Exercise instructions: Copy out exactly each line from the line with "Expected: one point per instance of the disposable" through the last line of the material below.

Records for the exercise:
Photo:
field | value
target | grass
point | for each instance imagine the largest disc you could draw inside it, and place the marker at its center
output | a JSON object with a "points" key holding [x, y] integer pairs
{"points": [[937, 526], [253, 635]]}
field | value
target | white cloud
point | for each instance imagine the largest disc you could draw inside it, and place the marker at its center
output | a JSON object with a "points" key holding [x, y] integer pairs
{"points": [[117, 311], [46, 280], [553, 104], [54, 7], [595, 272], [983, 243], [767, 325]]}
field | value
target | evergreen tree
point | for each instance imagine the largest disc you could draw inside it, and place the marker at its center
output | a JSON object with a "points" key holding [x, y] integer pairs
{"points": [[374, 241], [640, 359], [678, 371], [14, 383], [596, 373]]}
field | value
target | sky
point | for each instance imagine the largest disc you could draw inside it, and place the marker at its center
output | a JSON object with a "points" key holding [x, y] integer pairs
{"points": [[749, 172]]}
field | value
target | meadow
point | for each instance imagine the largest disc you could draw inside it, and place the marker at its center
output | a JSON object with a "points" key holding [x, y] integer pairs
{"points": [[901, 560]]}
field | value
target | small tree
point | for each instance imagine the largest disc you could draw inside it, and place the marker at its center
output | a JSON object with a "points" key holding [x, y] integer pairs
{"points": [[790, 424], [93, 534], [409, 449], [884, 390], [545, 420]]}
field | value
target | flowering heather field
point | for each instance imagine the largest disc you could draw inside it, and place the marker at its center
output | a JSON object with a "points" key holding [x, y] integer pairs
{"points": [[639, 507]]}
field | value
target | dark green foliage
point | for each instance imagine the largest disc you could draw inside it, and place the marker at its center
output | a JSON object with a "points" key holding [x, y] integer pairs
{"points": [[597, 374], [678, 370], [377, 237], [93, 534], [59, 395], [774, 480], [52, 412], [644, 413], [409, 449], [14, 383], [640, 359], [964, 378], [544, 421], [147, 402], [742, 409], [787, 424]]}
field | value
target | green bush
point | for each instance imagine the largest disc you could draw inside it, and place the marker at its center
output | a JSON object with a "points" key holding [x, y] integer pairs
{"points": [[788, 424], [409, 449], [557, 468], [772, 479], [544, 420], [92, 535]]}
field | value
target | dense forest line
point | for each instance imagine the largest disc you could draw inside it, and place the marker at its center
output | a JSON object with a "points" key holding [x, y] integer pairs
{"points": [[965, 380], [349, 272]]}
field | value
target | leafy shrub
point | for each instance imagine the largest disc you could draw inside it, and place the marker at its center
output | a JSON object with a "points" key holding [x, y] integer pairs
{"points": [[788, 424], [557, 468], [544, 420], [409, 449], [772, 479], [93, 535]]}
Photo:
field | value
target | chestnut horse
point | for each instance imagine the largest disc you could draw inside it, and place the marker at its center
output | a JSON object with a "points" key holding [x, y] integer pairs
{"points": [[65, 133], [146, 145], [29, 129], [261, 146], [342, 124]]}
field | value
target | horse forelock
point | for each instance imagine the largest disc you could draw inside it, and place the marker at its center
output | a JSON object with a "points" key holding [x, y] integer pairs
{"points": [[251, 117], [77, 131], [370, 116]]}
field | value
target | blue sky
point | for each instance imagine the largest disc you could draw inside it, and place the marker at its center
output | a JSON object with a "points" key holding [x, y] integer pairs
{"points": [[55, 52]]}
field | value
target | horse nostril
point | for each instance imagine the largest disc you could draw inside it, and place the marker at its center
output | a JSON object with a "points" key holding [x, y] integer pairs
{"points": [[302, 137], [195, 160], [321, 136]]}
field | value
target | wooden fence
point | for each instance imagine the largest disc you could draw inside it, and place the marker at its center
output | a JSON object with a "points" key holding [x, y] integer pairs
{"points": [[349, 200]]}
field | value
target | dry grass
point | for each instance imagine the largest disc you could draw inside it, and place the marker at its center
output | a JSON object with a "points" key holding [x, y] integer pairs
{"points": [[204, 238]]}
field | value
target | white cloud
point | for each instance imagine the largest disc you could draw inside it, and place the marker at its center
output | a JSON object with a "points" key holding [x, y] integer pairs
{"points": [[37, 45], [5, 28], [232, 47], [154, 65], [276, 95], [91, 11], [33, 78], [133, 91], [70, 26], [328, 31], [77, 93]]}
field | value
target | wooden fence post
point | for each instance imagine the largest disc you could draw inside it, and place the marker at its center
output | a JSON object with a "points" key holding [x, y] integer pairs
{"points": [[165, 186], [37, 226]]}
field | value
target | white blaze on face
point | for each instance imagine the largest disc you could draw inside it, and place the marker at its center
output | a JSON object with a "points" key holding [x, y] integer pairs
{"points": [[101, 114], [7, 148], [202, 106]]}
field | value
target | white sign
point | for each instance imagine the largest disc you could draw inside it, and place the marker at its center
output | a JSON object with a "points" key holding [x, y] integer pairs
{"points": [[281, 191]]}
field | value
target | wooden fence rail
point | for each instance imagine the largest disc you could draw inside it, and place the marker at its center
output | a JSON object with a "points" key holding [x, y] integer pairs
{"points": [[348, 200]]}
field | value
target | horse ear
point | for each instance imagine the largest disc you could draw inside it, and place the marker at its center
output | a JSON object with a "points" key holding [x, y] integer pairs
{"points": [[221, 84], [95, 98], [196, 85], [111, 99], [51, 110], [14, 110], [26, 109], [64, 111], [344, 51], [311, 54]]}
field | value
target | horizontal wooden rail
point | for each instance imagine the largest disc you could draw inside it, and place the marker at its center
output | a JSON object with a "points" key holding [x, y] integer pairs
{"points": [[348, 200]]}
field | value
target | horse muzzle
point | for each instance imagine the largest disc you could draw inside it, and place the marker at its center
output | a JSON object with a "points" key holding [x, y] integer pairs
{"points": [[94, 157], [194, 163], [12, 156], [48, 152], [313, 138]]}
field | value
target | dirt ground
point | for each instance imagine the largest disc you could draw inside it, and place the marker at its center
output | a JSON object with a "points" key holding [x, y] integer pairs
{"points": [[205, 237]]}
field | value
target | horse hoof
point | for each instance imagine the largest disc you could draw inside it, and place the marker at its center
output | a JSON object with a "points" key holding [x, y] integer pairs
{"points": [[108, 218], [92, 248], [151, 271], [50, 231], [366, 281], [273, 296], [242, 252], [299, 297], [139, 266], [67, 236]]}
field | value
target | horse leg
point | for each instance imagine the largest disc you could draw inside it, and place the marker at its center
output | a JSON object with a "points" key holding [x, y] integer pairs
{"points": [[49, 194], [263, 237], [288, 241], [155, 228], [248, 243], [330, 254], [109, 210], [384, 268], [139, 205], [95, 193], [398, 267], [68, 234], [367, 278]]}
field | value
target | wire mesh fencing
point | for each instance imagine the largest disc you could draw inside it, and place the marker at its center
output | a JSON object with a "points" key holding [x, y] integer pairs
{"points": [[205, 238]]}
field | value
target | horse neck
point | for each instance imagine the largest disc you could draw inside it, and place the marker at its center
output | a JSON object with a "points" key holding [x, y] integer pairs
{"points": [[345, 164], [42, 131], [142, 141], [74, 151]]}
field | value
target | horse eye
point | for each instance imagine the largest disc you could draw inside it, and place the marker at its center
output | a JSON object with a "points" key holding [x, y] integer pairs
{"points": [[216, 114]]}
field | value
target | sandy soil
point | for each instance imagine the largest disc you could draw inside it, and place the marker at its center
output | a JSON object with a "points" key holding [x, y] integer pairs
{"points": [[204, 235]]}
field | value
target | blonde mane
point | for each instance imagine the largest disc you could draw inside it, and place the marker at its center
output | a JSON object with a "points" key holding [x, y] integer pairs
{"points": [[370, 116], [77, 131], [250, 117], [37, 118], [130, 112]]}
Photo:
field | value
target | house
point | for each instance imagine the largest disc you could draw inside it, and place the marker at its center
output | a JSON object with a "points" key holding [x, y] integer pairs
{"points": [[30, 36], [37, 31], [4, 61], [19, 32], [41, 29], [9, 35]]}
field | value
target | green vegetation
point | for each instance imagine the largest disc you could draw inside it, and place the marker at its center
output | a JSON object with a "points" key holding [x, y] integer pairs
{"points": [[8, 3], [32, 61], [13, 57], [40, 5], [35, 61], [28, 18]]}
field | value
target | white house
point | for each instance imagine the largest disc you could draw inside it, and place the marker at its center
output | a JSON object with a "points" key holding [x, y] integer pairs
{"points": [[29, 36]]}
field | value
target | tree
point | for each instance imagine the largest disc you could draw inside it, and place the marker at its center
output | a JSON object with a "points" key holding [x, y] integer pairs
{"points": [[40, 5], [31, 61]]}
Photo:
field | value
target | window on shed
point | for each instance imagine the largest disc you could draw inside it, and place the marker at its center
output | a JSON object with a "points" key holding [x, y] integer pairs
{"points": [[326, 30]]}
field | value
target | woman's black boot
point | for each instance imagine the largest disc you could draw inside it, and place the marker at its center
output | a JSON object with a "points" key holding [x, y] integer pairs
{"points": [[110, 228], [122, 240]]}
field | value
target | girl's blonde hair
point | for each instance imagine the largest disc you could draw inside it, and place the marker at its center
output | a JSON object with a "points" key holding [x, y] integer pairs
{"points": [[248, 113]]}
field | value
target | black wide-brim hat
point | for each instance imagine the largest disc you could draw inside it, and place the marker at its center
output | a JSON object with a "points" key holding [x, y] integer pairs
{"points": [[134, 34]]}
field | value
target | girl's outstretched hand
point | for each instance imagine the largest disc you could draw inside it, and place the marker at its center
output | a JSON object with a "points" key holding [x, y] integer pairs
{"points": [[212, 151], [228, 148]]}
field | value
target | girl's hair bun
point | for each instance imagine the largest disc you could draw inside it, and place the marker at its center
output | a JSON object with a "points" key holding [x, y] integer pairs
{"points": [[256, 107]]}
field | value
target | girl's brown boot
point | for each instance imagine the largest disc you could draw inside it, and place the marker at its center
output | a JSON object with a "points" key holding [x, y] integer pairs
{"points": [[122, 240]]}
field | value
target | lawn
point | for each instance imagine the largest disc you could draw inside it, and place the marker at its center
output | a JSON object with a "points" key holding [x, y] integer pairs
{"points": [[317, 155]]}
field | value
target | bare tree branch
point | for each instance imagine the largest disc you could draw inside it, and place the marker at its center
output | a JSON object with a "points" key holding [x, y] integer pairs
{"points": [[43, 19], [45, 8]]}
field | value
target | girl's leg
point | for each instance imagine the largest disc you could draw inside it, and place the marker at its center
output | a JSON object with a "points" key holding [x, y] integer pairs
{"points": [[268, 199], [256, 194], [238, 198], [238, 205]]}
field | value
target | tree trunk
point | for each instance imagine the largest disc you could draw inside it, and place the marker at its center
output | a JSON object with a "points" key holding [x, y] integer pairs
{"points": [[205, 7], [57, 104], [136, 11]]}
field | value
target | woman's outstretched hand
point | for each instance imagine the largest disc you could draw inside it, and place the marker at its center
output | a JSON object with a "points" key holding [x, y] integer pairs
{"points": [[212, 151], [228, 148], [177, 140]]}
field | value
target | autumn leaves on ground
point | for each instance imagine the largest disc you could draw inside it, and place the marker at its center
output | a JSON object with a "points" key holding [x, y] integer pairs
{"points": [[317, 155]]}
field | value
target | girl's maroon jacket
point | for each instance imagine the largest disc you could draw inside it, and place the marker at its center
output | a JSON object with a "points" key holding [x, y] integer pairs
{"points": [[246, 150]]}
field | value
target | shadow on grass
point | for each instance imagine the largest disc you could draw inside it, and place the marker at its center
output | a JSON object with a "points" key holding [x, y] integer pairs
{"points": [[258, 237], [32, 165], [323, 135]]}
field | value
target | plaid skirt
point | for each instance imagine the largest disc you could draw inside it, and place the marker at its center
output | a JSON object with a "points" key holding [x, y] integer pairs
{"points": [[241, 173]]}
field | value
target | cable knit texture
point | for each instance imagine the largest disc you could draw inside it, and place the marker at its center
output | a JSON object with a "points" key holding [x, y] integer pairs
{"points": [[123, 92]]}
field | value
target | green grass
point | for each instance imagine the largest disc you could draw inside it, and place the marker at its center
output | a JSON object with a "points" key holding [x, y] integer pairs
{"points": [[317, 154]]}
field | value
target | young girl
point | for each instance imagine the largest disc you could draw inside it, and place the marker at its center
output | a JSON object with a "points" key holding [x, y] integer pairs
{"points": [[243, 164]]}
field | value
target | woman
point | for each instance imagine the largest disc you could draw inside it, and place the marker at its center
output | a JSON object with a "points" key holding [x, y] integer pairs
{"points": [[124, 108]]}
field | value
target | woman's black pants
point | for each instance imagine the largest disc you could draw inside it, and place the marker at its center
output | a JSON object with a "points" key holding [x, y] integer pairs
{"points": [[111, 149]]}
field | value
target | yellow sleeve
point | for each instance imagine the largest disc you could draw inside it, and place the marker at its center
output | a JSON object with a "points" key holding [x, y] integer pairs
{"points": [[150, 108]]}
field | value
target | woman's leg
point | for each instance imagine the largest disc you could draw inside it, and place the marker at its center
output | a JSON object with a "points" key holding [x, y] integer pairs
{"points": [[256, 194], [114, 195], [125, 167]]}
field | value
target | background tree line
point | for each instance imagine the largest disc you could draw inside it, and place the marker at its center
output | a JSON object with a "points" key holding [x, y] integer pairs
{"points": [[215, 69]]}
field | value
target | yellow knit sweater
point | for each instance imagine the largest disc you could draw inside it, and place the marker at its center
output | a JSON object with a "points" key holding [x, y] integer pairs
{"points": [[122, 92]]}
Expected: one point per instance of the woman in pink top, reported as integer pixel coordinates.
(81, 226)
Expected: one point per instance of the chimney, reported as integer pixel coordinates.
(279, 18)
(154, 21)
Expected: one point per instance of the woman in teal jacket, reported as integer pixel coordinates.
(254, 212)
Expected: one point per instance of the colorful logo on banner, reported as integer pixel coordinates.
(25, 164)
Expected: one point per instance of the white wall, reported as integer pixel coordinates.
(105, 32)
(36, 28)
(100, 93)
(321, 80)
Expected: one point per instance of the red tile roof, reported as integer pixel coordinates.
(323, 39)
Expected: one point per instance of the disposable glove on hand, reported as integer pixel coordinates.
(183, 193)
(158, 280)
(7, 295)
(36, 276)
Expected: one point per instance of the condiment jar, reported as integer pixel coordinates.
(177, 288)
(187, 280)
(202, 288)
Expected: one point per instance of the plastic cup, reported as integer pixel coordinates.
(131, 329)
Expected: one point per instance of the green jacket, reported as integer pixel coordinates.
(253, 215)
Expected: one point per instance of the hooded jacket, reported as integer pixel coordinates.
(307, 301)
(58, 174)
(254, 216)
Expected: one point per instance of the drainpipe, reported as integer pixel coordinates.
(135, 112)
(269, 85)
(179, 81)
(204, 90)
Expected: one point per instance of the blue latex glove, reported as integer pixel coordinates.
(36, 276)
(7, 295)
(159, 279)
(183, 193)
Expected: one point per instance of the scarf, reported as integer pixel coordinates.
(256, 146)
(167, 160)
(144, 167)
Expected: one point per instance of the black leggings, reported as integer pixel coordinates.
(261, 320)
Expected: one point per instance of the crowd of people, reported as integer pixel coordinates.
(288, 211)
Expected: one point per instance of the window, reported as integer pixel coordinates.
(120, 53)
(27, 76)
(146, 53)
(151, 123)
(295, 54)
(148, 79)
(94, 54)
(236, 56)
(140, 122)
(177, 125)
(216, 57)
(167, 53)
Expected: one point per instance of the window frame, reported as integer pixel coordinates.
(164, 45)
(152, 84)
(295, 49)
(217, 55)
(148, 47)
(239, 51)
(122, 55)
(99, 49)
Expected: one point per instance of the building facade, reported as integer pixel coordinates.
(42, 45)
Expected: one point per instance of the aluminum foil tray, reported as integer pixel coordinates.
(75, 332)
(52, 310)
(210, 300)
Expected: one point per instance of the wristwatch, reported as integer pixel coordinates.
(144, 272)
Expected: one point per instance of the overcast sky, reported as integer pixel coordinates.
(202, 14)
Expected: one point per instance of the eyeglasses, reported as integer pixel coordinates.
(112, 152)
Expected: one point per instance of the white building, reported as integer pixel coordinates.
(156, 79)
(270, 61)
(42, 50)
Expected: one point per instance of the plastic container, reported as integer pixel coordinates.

Exercise response:
Expected: one point per instance of the disposable glove on hand, reported as integer pixel coordinates.
(183, 193)
(158, 280)
(7, 295)
(36, 276)
Expected: one point per instance of the condiment jar, reported as integer pixel coordinates.
(177, 288)
(187, 280)
(202, 288)
Expected: one point per instance of the plastic cup, reported as integer pixel coordinates.
(131, 329)
Expected: one point per instance of the green jacket, reported as integer pixel coordinates.
(253, 215)
Expected: one point per instance of the hooded jacket, reported as integer pixel coordinates.
(307, 301)
(58, 174)
(254, 216)
Expected: one point per instance of the drainpipe, reported as integer pixel coordinates.
(135, 112)
(269, 85)
(179, 81)
(204, 90)
Expected: one point per instance of the blue latex glove, reported as integer pixel coordinates.
(36, 276)
(7, 295)
(159, 279)
(183, 193)
Expected: one point per instance of the scarf, reported as integer pixel coordinates.
(256, 146)
(167, 160)
(144, 167)
Expected: one point per instance of the black leggings, reported as integer pixel coordinates.
(261, 320)
Expected: one point per instance of the crowd of people, reported as integer pixel coordinates.
(288, 211)
Expected: one point per instance of the window, reported as integer pixel coordinates.
(120, 53)
(27, 76)
(146, 53)
(151, 123)
(295, 54)
(148, 79)
(94, 54)
(236, 56)
(140, 122)
(177, 125)
(216, 57)
(167, 53)
Expected: one point per instance of the window frame, reported as integer pixel coordinates.
(164, 45)
(152, 84)
(295, 49)
(217, 55)
(148, 47)
(239, 51)
(122, 55)
(99, 49)
Expected: one point per instance of the building facade, reported as integer pixel coordinates.
(42, 45)
Expected: one point per instance of the aluminum foil tray, reported as integer pixel coordinates.
(75, 332)
(52, 310)
(210, 300)
Expected: one point per instance of the wristwatch, reported as integer pixel coordinates.
(144, 272)
Expected: one point per instance of the overcast sky, reported as integer pixel coordinates.
(202, 14)
Expected: one point per instance of the eyeglasses, reported as integer pixel coordinates.
(112, 152)
Expected: one point per instance of the white building, reported as integer pixel coordinates.
(156, 79)
(270, 61)
(42, 50)
Expected: one point per instance of the plastic container, reported as integer pixel coordinates.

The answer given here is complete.